══ Filas dadas ══
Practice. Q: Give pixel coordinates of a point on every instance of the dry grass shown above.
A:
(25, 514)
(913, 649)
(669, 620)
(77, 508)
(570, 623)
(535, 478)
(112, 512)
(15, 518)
═══
Presenta todas estas filas como un CSV de dos columnas, texto y respuesta, con una línea por cada fila. Pon el texto de la fila y su respuesta cada uno en un campo entre comillas, con los saltos de línea convertidos en espacios.

• _Respuesta al problema_
texto,respuesta
"Practice. Q: Give pixel coordinates of a point on every instance of the dry grass shown above. A:","(25, 514) (913, 649) (669, 620) (77, 508) (570, 623) (535, 478) (112, 512) (15, 518)"